* [EXERCISE OBJECTIVE] In your copy, leave out the pictures and repeat the entries below exactly.

[Start of section]

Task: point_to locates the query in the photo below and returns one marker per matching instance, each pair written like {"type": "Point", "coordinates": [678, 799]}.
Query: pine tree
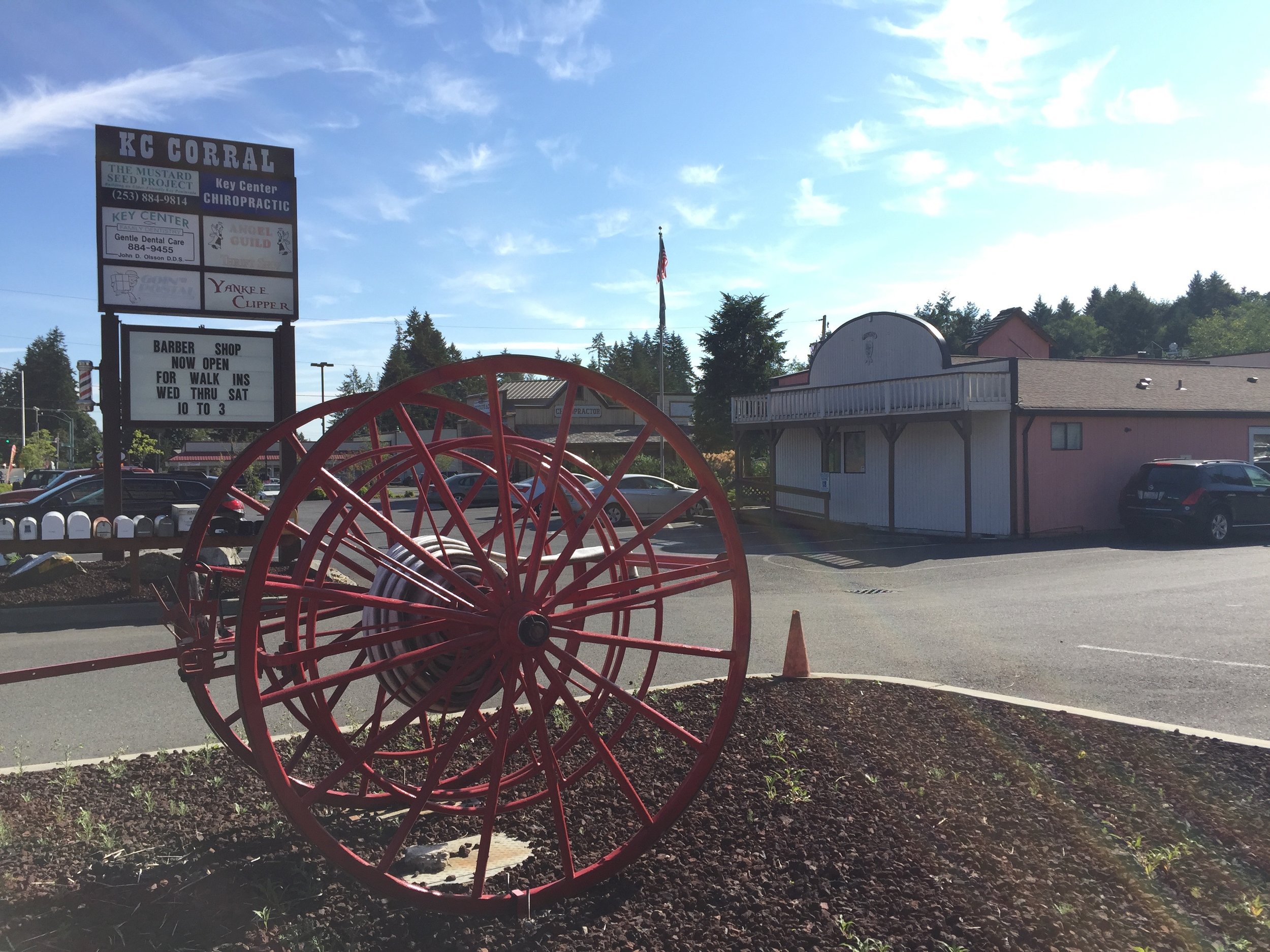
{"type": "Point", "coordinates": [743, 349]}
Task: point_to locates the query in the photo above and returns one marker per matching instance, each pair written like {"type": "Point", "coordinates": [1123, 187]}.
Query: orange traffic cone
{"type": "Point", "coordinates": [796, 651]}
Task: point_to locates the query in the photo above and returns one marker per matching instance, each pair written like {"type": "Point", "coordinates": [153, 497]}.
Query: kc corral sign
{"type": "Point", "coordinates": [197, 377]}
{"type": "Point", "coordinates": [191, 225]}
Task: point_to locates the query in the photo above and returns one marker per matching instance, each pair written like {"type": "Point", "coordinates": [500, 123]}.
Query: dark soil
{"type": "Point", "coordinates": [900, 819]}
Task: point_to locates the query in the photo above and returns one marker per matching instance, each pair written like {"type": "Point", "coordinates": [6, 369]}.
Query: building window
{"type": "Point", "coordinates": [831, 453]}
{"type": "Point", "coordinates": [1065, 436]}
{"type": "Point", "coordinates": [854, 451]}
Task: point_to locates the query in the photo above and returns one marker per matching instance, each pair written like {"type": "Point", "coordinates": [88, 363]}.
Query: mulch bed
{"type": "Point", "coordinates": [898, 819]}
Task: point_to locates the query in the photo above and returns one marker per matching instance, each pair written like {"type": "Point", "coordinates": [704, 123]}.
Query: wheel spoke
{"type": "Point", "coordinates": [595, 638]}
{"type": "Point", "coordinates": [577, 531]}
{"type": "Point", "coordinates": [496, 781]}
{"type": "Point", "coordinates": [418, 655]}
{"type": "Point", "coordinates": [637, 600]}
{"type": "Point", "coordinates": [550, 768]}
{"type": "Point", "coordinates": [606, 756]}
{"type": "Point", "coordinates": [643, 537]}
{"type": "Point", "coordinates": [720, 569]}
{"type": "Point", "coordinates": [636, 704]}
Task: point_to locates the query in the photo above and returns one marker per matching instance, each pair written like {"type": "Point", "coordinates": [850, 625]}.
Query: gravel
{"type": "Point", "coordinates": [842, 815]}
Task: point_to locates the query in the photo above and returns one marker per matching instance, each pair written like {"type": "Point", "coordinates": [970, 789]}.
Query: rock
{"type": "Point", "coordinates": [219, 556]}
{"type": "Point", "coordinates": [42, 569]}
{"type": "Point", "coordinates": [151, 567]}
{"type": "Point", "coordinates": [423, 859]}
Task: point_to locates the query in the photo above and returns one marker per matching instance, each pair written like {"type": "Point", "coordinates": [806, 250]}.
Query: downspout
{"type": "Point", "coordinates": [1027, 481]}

[End of section]

* [TASK ANSWER]
Task: point_to locates the query in the photo below and returns one marker per matching instance, each pair written like {"type": "Point", "coordinates": [678, 799]}.
Query: pine tree
{"type": "Point", "coordinates": [743, 349]}
Task: point_to locates the query in the photo above and returns one marker per matching instance, each pair written like {"type": "Point", "coordinates": [1123, 187]}.
Query: orange traffic cone
{"type": "Point", "coordinates": [796, 651]}
Task: point_to locates the query in the photo above and returns one marker per matching instance, each pair written like {"type": "Point", "coordinates": [153, 497]}.
Query: kc corral sign
{"type": "Point", "coordinates": [197, 377]}
{"type": "Point", "coordinates": [191, 225]}
Task: point_to locates the query in the photo above and returns one marker per matching instance, each pair written like {"type": "Point", "coordinates": [500, 123]}.
Query: dark soil
{"type": "Point", "coordinates": [900, 819]}
Task: point_to locates the query in the photo above and returns one marker per matching instance, each pair written like {"type": "Point", "coordinates": [6, 369]}.
Query: building window
{"type": "Point", "coordinates": [831, 453]}
{"type": "Point", "coordinates": [1065, 436]}
{"type": "Point", "coordinates": [854, 451]}
Task: point_to locates the query in the photo above and returns one marker per matching instance, each pair written like {"type": "Point", "coordinates": [88, 363]}.
Query: mulch bed
{"type": "Point", "coordinates": [898, 819]}
Task: point_to locates the query in the photo above and returns one marker per matching instance, each pair written like {"type": "Point", "coordinates": [704, 123]}.
Query: wheel spoke
{"type": "Point", "coordinates": [595, 638]}
{"type": "Point", "coordinates": [577, 531]}
{"type": "Point", "coordinates": [496, 781]}
{"type": "Point", "coordinates": [418, 655]}
{"type": "Point", "coordinates": [637, 600]}
{"type": "Point", "coordinates": [550, 768]}
{"type": "Point", "coordinates": [606, 756]}
{"type": "Point", "coordinates": [643, 537]}
{"type": "Point", "coordinates": [720, 569]}
{"type": "Point", "coordinates": [636, 704]}
Task: point_to locates the query in the photo above and returns one marker per matching instance, each pair written like {"type": "Point", "coordinates": [850, 625]}.
Query: gravel
{"type": "Point", "coordinates": [842, 815]}
Task: point_to locates the query in the photo above and returns one marker per matching instance, each pair written like {"type": "Point", "coordinates": [970, 789]}.
Query: rock
{"type": "Point", "coordinates": [219, 556]}
{"type": "Point", "coordinates": [42, 569]}
{"type": "Point", "coordinates": [151, 567]}
{"type": "Point", "coordinates": [423, 859]}
Task: point_to locates the query in the photo above and returns one marker per matching instance, each pair written like {"type": "Point", "coordinates": [806, 250]}.
Query: downspout
{"type": "Point", "coordinates": [1027, 481]}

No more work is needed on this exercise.